_DESCRIPTION OF THE TASK_
What is needed here is an exact copy of all the entries below.

START THE DATA

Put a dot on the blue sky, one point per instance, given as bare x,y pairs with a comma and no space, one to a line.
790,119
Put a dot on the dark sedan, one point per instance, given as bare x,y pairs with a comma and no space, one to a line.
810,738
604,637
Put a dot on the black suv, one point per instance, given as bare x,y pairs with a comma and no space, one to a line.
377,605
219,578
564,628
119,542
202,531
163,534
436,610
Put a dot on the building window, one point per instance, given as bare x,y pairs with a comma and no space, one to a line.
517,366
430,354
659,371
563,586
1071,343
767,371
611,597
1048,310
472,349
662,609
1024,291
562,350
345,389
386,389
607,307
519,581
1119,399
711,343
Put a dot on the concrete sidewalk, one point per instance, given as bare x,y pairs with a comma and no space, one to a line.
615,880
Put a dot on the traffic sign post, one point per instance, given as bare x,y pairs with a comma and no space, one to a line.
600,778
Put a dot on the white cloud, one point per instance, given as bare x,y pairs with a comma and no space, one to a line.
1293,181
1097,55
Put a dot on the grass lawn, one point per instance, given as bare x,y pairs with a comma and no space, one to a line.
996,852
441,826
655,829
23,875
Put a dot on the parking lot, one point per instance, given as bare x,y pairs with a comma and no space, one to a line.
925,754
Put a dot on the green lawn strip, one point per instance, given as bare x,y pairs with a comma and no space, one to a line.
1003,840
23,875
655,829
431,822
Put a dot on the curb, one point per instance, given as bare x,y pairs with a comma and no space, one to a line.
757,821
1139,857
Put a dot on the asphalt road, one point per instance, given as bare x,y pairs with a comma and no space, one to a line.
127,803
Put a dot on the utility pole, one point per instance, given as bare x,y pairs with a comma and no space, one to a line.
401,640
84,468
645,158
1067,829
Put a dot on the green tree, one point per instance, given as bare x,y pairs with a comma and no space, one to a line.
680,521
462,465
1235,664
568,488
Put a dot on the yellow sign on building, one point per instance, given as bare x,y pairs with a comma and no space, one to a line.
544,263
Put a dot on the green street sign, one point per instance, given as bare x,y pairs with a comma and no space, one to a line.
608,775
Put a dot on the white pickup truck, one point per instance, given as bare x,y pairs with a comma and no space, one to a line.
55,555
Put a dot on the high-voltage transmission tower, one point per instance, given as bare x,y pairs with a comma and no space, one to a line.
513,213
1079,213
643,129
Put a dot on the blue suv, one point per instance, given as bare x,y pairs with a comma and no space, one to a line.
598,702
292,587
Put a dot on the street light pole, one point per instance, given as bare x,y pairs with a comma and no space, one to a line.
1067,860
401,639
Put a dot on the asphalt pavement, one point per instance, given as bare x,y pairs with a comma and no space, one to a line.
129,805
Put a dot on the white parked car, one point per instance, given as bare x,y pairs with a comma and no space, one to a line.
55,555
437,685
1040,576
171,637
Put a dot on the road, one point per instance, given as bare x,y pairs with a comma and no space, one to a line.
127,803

END THE DATA

_REPLY_
Put a dot on the blue sky, one point per instance, given as bare x,y pairs with a comma and no space, one to a line.
790,119
Put a dot on the dark sedan, one point per instance, given as bare x,y pairs with a comma and no space, one to a line.
810,738
604,637
Put a dot on the black suv, one point per instance, given as bare x,y pairs with a comma and no space, one to a line.
377,605
219,578
564,628
119,542
202,531
163,534
436,610
Put a dot on the building window, one point per instance, given as bare x,y pairs with a comma and no space, one to a line.
517,366
430,354
659,371
563,586
1071,343
767,371
611,597
1048,310
472,349
662,609
1024,291
562,350
345,389
386,389
607,307
519,581
1119,399
711,343
Put a dot on the concrete sidewalk, one point per instance, given as bare x,y pairs with a comma and no space, one to a line.
615,880
Put a dot on the traffic sign post, one point per instance, given as bare x,y pairs with a comma and no space, one to a line.
600,778
Put a dot on the white cloud, one point per instance, given as bare x,y pairs with a comma and no space, one to a line.
1293,181
1097,55
Put a dot on the grass lawn, one point per instance, given as bare x,y pairs with a comma and no space, one to a line.
996,852
441,826
655,829
23,875
Put a dot on the parking lot, one point per instance, given as bare x,y pairs with a comma and no space, one to a line.
925,754
Put a dot on the green lawn strip, one point per instance, given as bare x,y pairs with a comma and no space, one to a line.
1003,840
23,875
655,829
431,822
Put a dot on the curb, one point per instance, given as bare x,y pairs with a comma and no space, one to a line.
757,821
1139,857
Put a dot on the asphalt road, one point per instance, given as bare x,y pairs with a comma and no space, one to a line.
127,803
Put a dot on the utility pole, one point per instance, given as bare x,y pairs with a comma and no space, one to a line.
401,640
84,468
645,158
1067,829
Put a dot on the green tree, one point per instance, given as bare x,y pairs with a comma and no space, one to a line.
680,521
462,465
1235,664
568,488
Put a dot on the yellow sign on building, one point per instance, given as bare x,y pairs with a comma and no space, one to a line.
544,263
Put a dot on the green street sign, one point per instance, given as bare x,y pairs with a comma and no space, one to a line.
608,775
Put a dot on the white pickup truck, one point per instance, given as bare x,y pairs with a comma and no space, one to a line.
55,555
Put a dot on the high-voltage transmission tower, one point per instance, given as bare x,y pairs with a comma and no space, one to a line.
513,213
1079,213
643,129
Put a dot on the blue suv, one point per instance, given as bare x,y pairs with a comma and no space, one to a line.
598,702
292,587
Put a dot on the street light pole, one point per instance, given as bare x,y pairs with a comma and no space, one to a line.
1067,860
401,639
Put a dot on the asphalt pavement, one point per instance, given as bare x,y pairs with a comma and no space, one to a line.
129,805
Put a dot on the white parked car, one point per instance, given as bare x,y pairs with a comma and no space, one to a line.
55,555
437,685
1040,576
171,637
Put a dot on the road, one point per instance, given as bare x,y pairs with a comma and no space, one to a line.
127,803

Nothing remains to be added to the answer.